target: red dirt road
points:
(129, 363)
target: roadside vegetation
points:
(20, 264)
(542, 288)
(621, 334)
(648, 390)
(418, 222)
· · · · ·
What is required:
Render these records as a numbered list, leaving out blank lines.

The result:
1. target: red dirt road
2. points:
3. (129, 363)
4. target: roadside vegetation
5. points:
6. (20, 264)
7. (542, 288)
8. (621, 334)
9. (648, 390)
10. (418, 222)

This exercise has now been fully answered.